Selected passage:
▬▬▬▬▬▬

Well its been 3 months now, And well She either forgets or just doent seem to take me very seriously, any and all punishment to her is. . ."I hate you" or If u spank me aagain I will hate you. Its been 3 days since ive heard the words Master or sir from her lips.

To be honest I really wanna just lock her in the closet with a bowl of water for a few hours till she can rember.

Mind u she was the one with the remebering rules issue wich is stillll an issue. mind you 3 isnt alot...thats what 1 a month aside from the commen since respect so on rules?

Anyone have any sugestions on how manybe to rembedy this...Lazyness/Forgetfullness.

On a side Note how are you delt with or how do u deal with lack of respect, and Ill manners/language.

I have to agree with the other posts here.

Do you know for a fact this is for her??

This is the first discussion I would have. Are your goals for doing this the same?? What the expectations are?? What the limits are??

What you are experiencing (just from what you posted) seems like a cry for attention, mixed with an attempt to keep her "power" within this relationship. Perhaps she does not trust your ability to run her life??

Perhaps I am not the one to speak on this issue because I have very little tolerance for "games" such as these. She either needs to live like this or she doesn't.

If you have tripped a wire, i.e. the "childhood abuse" then that needs to be dealt with a well, either thru talk or counseling or both.

It seems as tho she does not feel comfortable in her position with you, in that state, psychological punishment is going to be wholly ineffective, you need to be in her head before anything like that can work to a benefit, her actions suggest that you are not "there" yet.

If you have the talks and you decide that this is still the direct you BOTH want to go in, then I would suggest taking the knowledge you have gained in your communications and start to taylor a program built to what she needs in order to feel a comfort level to accept your control.

Once she begins to feel that comfort level and once she starts to yeild to that control, you can then bring her into a state where you can start slowly inflicting your will upon her.

▬▬▬▬▬▬

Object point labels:
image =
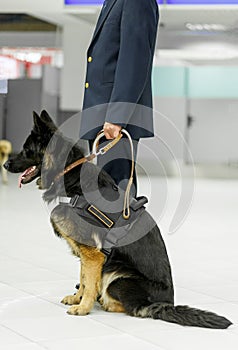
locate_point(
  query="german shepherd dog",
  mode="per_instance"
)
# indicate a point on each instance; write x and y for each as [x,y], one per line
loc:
[135,278]
[5,151]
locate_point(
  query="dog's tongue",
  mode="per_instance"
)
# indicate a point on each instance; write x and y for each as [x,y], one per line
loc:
[28,171]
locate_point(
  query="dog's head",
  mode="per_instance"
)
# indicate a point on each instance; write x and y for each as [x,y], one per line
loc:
[29,161]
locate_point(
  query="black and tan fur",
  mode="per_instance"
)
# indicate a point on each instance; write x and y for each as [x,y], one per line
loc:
[5,151]
[136,278]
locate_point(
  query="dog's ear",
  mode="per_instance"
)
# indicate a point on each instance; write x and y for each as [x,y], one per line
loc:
[37,122]
[44,116]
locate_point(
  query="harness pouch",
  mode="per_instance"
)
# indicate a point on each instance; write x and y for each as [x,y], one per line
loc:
[90,224]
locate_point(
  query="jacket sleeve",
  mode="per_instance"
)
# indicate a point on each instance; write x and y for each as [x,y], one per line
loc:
[137,39]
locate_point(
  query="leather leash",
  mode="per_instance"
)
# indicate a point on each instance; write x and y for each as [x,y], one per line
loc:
[88,158]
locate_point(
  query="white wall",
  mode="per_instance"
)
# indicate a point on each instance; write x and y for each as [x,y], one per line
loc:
[76,39]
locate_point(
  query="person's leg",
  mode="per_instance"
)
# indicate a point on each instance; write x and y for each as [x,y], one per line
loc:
[117,162]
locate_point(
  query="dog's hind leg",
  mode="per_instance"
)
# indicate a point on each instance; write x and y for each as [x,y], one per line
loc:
[128,294]
[92,261]
[76,298]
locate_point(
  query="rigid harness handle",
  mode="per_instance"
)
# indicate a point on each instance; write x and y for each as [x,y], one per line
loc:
[103,150]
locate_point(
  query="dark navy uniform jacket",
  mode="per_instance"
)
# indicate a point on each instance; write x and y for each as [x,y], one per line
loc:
[120,58]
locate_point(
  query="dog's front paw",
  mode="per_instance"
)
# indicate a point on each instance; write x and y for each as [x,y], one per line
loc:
[71,300]
[78,310]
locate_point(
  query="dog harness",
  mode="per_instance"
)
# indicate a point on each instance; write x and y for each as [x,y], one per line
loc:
[95,224]
[107,217]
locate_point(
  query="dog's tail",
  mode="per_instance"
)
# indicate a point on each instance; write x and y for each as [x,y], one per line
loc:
[183,315]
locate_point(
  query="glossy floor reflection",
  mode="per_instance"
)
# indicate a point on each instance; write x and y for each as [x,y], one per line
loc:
[37,270]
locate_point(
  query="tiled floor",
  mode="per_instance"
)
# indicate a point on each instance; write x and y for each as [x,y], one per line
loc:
[37,270]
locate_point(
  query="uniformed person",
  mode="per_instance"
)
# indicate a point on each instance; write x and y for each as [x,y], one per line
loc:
[118,80]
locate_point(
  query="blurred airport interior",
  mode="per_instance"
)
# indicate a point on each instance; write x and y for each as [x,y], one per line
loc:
[42,64]
[188,171]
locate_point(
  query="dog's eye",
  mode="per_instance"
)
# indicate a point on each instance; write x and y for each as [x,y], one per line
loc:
[29,153]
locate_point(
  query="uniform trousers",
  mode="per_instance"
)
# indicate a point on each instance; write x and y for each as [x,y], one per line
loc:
[117,162]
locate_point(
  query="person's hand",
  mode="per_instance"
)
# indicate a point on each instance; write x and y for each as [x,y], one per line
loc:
[111,130]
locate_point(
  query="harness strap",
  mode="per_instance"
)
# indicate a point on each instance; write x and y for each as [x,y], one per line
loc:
[126,205]
[88,158]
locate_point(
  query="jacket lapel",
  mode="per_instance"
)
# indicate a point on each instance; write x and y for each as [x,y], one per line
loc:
[102,19]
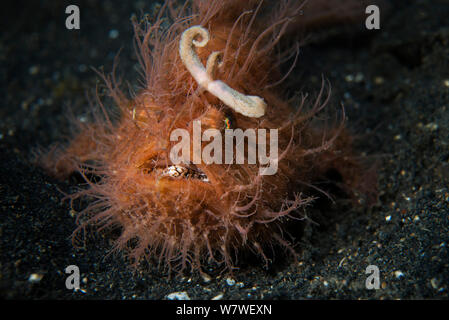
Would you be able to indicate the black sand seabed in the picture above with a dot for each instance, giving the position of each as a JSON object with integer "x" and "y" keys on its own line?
{"x": 394, "y": 84}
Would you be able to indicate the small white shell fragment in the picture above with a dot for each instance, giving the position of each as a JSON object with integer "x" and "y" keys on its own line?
{"x": 230, "y": 281}
{"x": 180, "y": 295}
{"x": 35, "y": 277}
{"x": 218, "y": 297}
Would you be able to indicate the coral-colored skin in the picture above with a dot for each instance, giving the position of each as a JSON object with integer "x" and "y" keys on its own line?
{"x": 186, "y": 222}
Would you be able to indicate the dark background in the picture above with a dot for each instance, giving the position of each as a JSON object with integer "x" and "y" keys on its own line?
{"x": 394, "y": 84}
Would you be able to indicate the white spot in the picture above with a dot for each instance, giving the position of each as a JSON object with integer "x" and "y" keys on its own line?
{"x": 230, "y": 281}
{"x": 218, "y": 297}
{"x": 181, "y": 295}
{"x": 35, "y": 277}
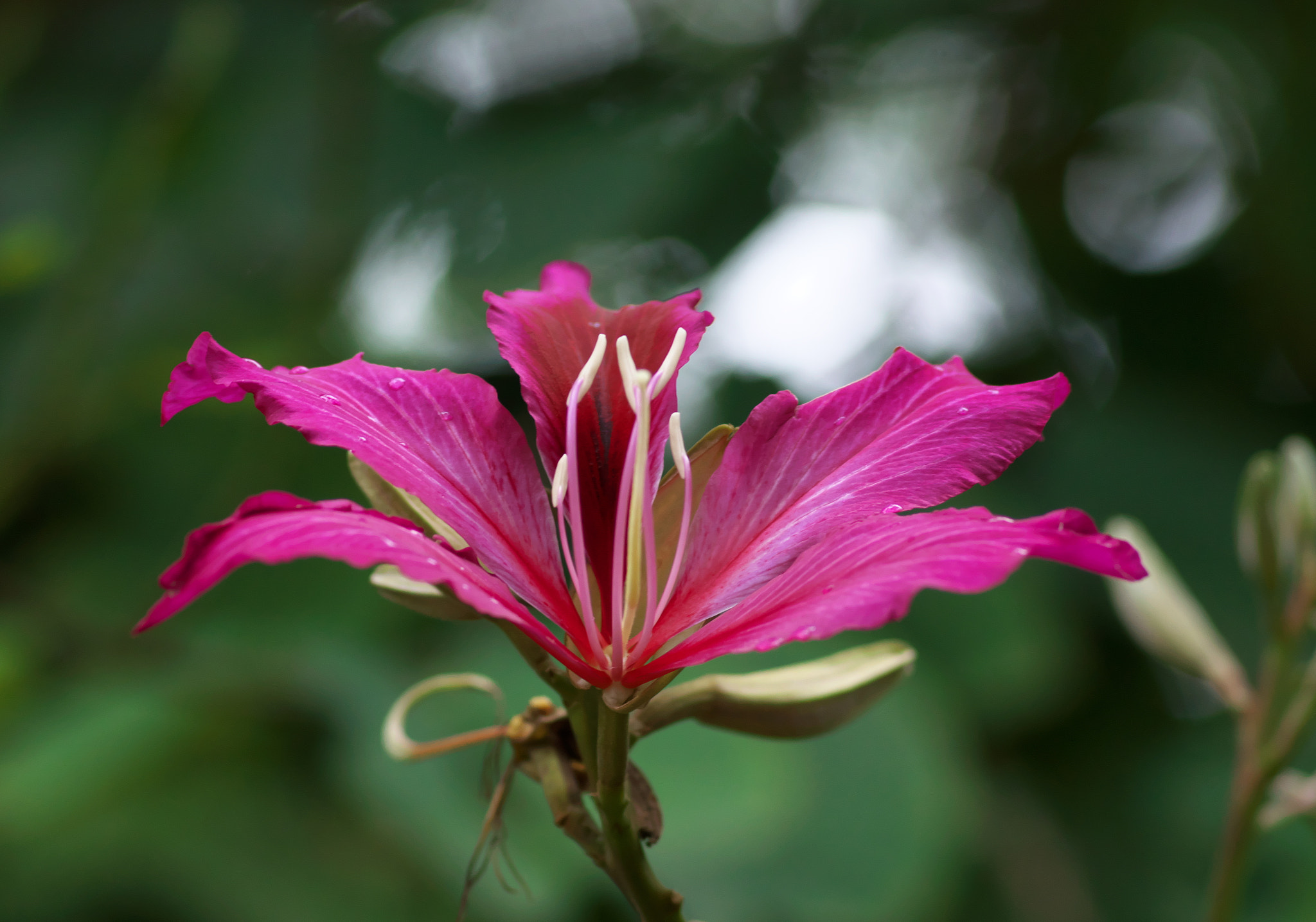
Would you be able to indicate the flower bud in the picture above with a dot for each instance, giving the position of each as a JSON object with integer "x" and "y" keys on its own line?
{"x": 1292, "y": 795}
{"x": 790, "y": 703}
{"x": 1165, "y": 619}
{"x": 420, "y": 596}
{"x": 1256, "y": 527}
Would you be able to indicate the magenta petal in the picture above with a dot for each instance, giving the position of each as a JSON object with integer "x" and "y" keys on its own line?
{"x": 277, "y": 527}
{"x": 547, "y": 336}
{"x": 909, "y": 436}
{"x": 443, "y": 437}
{"x": 865, "y": 576}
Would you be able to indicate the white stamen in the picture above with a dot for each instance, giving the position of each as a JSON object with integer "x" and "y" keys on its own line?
{"x": 678, "y": 446}
{"x": 560, "y": 482}
{"x": 627, "y": 366}
{"x": 669, "y": 365}
{"x": 591, "y": 368}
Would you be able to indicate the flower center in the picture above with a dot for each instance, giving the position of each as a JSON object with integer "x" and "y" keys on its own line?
{"x": 635, "y": 601}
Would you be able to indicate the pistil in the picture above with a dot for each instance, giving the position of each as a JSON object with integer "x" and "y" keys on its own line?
{"x": 636, "y": 604}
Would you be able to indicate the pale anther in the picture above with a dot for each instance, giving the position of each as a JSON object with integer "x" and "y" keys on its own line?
{"x": 591, "y": 366}
{"x": 627, "y": 366}
{"x": 678, "y": 446}
{"x": 560, "y": 482}
{"x": 669, "y": 365}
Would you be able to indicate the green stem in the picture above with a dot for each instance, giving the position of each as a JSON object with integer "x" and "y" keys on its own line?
{"x": 1253, "y": 774}
{"x": 625, "y": 854}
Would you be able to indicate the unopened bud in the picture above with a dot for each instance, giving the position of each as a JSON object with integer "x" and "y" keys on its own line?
{"x": 420, "y": 596}
{"x": 790, "y": 703}
{"x": 1295, "y": 500}
{"x": 1292, "y": 795}
{"x": 1256, "y": 529}
{"x": 1165, "y": 619}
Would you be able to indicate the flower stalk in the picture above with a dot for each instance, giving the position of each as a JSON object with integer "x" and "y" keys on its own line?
{"x": 625, "y": 855}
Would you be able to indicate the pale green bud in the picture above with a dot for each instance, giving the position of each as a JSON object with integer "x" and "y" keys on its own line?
{"x": 1169, "y": 623}
{"x": 790, "y": 703}
{"x": 1292, "y": 795}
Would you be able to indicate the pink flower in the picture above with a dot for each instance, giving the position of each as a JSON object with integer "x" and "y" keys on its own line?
{"x": 796, "y": 535}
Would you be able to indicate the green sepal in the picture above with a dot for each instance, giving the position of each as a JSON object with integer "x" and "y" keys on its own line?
{"x": 1168, "y": 621}
{"x": 420, "y": 596}
{"x": 790, "y": 703}
{"x": 1256, "y": 522}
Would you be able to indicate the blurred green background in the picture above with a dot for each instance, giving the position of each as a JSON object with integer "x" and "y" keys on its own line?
{"x": 1121, "y": 191}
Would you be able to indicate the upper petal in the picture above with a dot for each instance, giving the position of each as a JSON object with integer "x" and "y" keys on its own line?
{"x": 441, "y": 437}
{"x": 909, "y": 436}
{"x": 277, "y": 527}
{"x": 867, "y": 574}
{"x": 547, "y": 336}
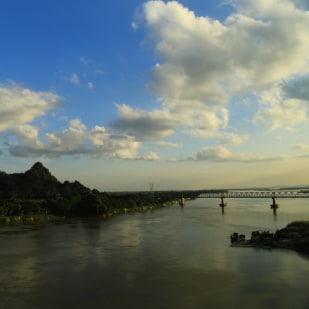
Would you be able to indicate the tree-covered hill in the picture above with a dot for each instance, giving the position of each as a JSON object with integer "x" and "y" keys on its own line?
{"x": 37, "y": 191}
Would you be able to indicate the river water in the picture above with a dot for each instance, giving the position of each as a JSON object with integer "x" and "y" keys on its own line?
{"x": 168, "y": 258}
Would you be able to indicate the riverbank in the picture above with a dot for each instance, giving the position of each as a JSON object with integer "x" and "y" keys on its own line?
{"x": 40, "y": 218}
{"x": 295, "y": 236}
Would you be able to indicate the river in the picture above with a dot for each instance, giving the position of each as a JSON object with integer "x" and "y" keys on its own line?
{"x": 172, "y": 257}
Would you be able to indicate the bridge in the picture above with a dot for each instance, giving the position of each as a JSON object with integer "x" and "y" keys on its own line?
{"x": 255, "y": 194}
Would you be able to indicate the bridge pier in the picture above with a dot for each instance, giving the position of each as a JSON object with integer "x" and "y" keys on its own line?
{"x": 274, "y": 205}
{"x": 222, "y": 204}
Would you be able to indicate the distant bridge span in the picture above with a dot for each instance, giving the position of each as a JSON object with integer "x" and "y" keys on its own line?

▬▬▬▬▬▬

Things to do:
a) In the discussion, what does the reply say the behavior described seems like?
b) From the discussion, extract the stretch from "Mind u she was" through "and Ill manners/language.", word for word.

Solution list:
a) It seems like a cry for attention, mixed with an attempt to keep her "power" within the relationship.

b)
Mind u she was the one with the remebering rules issue wich is stillll an issue. mind you 3 isnt alot...thats what 1 a month aside from the commen since respect so on rules?

Anyone have any sugestions on how manybe to rembedy this...Lazyness/Forgetfullness.

On a side Note how are you delt with or how do u deal with lack of respect, and Ill manners/language.